Pictures do not belong in the copy; restate the records below word for word.

+++ MATERIAL FOR THIS EXERCISE

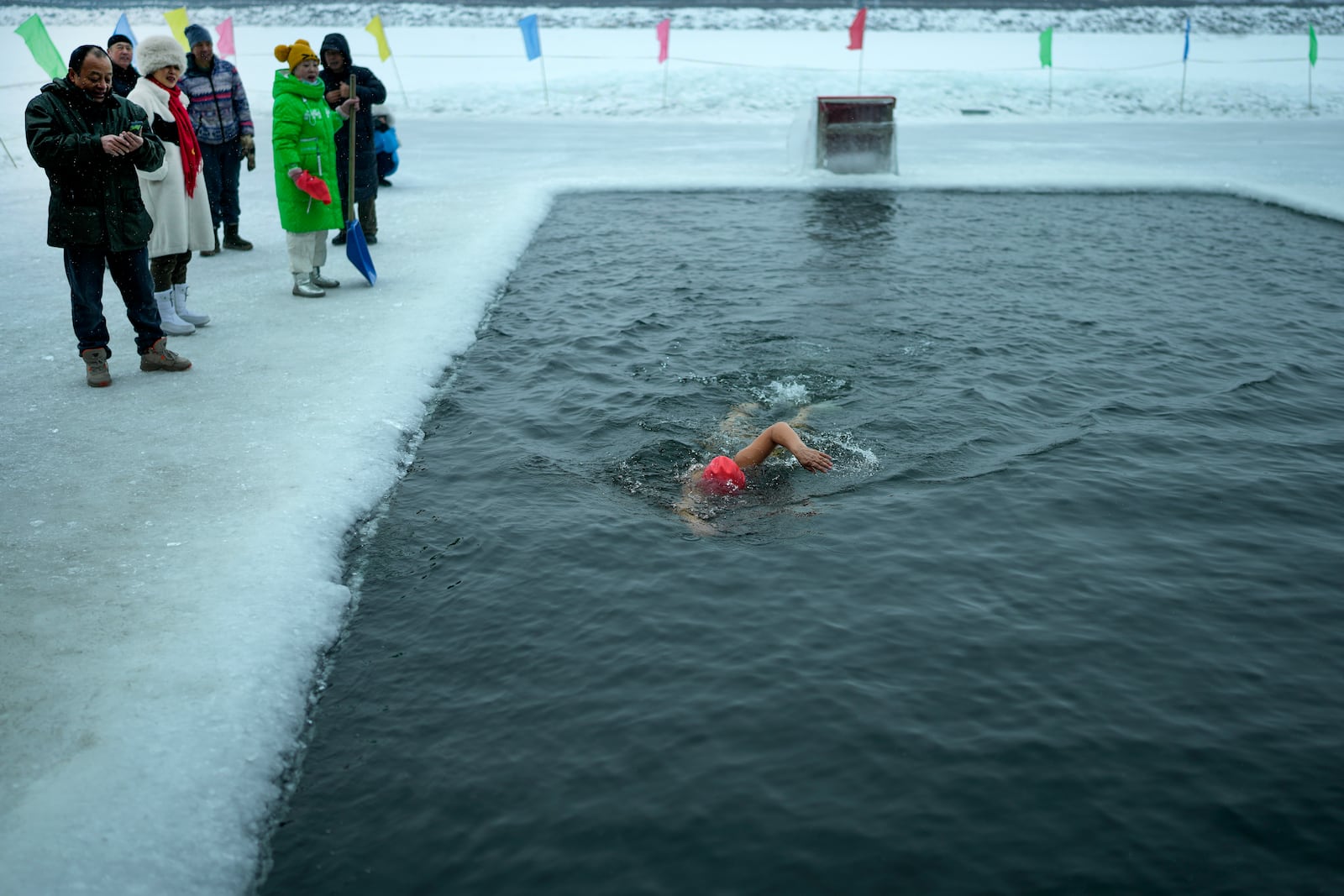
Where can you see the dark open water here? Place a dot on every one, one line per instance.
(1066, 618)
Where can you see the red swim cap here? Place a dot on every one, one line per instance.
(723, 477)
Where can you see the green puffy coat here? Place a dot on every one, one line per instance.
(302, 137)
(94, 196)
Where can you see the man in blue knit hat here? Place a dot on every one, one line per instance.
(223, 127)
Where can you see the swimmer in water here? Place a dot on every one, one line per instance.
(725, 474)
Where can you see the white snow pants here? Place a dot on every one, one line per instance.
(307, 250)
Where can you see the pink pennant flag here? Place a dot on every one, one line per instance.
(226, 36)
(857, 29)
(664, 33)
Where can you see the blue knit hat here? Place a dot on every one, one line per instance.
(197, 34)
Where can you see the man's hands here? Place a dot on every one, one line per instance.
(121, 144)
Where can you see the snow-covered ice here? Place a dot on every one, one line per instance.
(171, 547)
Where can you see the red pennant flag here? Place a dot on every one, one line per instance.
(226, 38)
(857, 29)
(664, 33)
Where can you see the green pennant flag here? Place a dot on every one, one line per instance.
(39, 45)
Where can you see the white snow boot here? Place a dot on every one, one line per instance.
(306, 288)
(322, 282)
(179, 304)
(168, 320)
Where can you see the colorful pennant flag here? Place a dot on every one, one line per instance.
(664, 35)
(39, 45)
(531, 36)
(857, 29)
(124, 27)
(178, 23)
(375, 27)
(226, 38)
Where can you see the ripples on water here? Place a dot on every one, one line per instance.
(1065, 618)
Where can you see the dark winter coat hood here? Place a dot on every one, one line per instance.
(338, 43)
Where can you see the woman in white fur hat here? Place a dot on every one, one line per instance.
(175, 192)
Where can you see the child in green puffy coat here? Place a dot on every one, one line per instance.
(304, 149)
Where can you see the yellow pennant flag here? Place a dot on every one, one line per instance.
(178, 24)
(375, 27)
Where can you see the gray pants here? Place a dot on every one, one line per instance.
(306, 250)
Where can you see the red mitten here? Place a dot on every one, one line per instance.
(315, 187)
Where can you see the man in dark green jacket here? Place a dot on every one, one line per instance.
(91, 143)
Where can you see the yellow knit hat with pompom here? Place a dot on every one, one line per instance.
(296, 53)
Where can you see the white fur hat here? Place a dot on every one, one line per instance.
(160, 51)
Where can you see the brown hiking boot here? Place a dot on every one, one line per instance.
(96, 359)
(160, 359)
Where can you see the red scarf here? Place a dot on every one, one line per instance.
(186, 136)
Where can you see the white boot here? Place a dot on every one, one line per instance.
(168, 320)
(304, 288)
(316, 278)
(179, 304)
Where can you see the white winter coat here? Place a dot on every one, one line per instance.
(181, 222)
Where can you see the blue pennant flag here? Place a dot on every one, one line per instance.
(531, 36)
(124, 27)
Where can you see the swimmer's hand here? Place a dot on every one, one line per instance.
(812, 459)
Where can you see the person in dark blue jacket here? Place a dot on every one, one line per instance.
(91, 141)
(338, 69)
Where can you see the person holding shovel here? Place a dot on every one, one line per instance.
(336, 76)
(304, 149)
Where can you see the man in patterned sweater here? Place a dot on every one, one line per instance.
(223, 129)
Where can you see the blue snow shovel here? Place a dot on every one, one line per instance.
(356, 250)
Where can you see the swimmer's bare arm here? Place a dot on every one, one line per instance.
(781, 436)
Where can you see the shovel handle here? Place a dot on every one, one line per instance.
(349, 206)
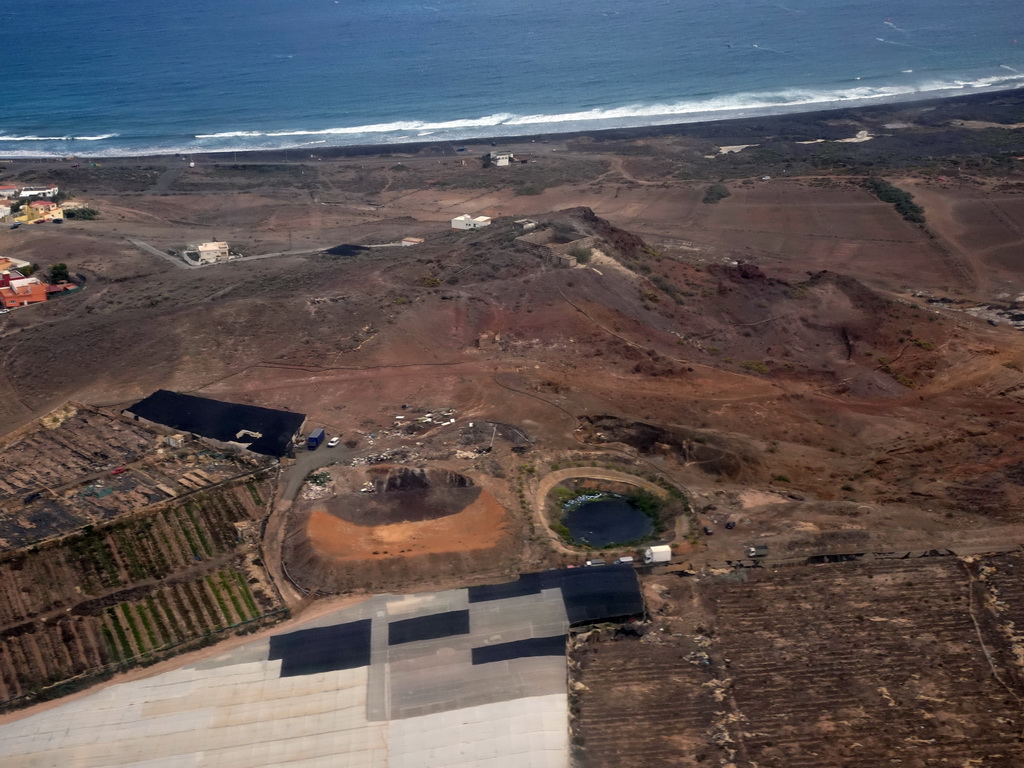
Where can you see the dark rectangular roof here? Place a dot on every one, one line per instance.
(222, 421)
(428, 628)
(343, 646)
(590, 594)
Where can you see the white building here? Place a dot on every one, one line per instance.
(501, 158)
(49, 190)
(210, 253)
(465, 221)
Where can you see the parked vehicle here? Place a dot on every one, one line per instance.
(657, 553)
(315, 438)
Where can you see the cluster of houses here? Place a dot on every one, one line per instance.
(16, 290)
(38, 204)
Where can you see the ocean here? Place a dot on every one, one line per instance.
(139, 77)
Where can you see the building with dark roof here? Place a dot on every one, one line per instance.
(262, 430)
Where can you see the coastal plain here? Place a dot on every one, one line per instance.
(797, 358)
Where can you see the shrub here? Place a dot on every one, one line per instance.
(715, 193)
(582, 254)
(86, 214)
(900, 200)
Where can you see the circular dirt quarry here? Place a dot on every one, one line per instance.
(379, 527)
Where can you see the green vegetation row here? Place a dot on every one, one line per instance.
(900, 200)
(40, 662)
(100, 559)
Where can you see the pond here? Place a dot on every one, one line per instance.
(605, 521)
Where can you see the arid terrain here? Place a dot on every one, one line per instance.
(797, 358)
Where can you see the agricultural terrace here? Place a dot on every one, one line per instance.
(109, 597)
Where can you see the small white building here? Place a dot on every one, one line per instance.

++++++

THE ANSWER:
Where can you see the dark open water here? Place a dot on every one, one line per instance.
(1066, 618)
Where can you see the red swim cap here? Place a dot on every one, one line per instance.
(723, 477)
Where can you see the green puffy coat here? Place a dot on every one, one line per instance.
(302, 137)
(94, 196)
Where can you see the man in blue knit hat here? Place a dot on every one, one line per instance.
(223, 127)
Where can you see the swimmer in water here? Place a dot on every one, one line per instance.
(725, 474)
Where can you see the white snow pants here? Place a dot on every one, one line per instance.
(307, 250)
Where can you see the pink pennant flag here? Place a dot on every one, one line per instance.
(226, 36)
(857, 29)
(664, 33)
Where can you see the blue knit hat here? Place a dot on every one, one line per instance.
(197, 34)
Where can you see the man's hands here? Place a dot on every one, one line per instance.
(121, 144)
Where can you see the snow-covered ice here? Place a dot on every one, one line per instance.
(171, 547)
Where can you see the red pennant flag here? Place a dot on every one, one line per instance.
(226, 38)
(857, 29)
(664, 33)
Where can you see the green pennant flag here? Place a dot on every one, one line per instance.
(39, 45)
Where can you see the white snow boot here? Place a dot on every one, one line per instance.
(306, 288)
(322, 282)
(179, 304)
(168, 320)
Where can you see the colorful pennant flag here? Place a dot on every one, one line per instance.
(664, 35)
(39, 45)
(531, 36)
(857, 29)
(124, 27)
(178, 23)
(375, 27)
(226, 38)
Where can you see the ripples on water here? Place a dot on every one, one line per instance.
(1065, 618)
Where can you see the dark winter coat hood here? Place a dot on every one, one line per instance.
(338, 43)
Where can you see the woman in white fur hat here? Place a dot on every one, one line per instance.
(175, 192)
Where can you see the child in green puffy coat here? Place a dot on every one, one line per instance.
(304, 149)
Where can you see the yellow pennant flag here? Place a dot on every one, one line per instance.
(178, 24)
(375, 27)
Where can you see the gray pants here? Place a dot on every one, one line per instance.
(306, 250)
Where can you see the red mitten here? Place a dot on every one, one line per instance.
(315, 187)
Where can you see the man in dark green jacket here? Place a dot on every one, one line per instance.
(91, 143)
Where can you see the yellow knit hat with pompom here? Place a dot on every one, one line per instance.
(296, 53)
Where can you see the white fur hat here? Place a dot on every one, one line per instance.
(160, 51)
Where can you see the brown hiking boot here? Place a dot on every one, one line per instance.
(96, 359)
(160, 359)
Where can you see the red scarf here? Place a dot on every one, one line per instance.
(186, 136)
Where can you see the white boot here? Place a dot on every one, one line per instance.
(168, 320)
(304, 288)
(316, 278)
(179, 304)
Where can you see the white winter coat here? Place a dot on every one, one line per instance.
(181, 222)
Where can you see the blue pennant flag here? Place a dot on every one, one line per instance.
(531, 36)
(124, 27)
Where can you see the swimmer's hand here? Place a dot on every one, one line per instance.
(812, 459)
Where can you see the person in dark blue jacket here? Place a dot on every one, one line per instance.
(91, 141)
(338, 69)
Where can you see the person holding shovel here? Place a dot on every one, one line per instance.
(336, 76)
(304, 149)
Where can you see the man in patterned sweater here? Place a dot on every one, one line per instance.
(223, 129)
Where can you see the blue snow shovel here? Place a dot on every one, one line per instance.
(356, 250)
Where can you see the swimmer's bare arm here? Place a dot on every one, one line per instance.
(781, 436)
Where can you see the shovel handle here? Place a dot on every one, one line per instance.
(349, 206)
Where can you see the dark rectangular roof here? Place a dot on every one, one line per instance.
(222, 421)
(428, 628)
(343, 646)
(590, 594)
Where can you see the white building here? Place a dot on every one, one line per instance.
(501, 158)
(49, 190)
(210, 253)
(465, 221)
Where can you see the parked vehicle here? Place a dot on every one, one line per instance.
(657, 553)
(315, 438)
Where can you see the cluster of houses here? Place a dot on every one, one line per instance.
(16, 290)
(38, 204)
Where can you see the ocean here? Place a dot on every one, one line per instance.
(139, 77)
Where can you see the building with dark roof here? Place a dot on every one, one line per instance.
(262, 430)
Where can you see the coastal plain here? Place a dot on every one, one line per instance.
(797, 358)
Where can you see the shrub here? Place a dot on every one, one line per instance.
(715, 193)
(582, 254)
(86, 214)
(900, 200)
Where can you see the circular dirt quarry here? Place a dot on every one, one line per instance.
(379, 527)
Where can you see the green vegetation row here? Place a dot on every one, one line per instance.
(900, 200)
(40, 662)
(100, 559)
Where can you see the pond here? Place a dot on every one, one line per instance.
(605, 521)
Where can you see the arid terrain here? Place a dot on every one, one line per instance.
(797, 358)
Where can you see the agricultural terrace here? Place a dot on every one, one line per instance.
(109, 597)
Where can you see the small white building here? Place a dot on every one, one line per instance.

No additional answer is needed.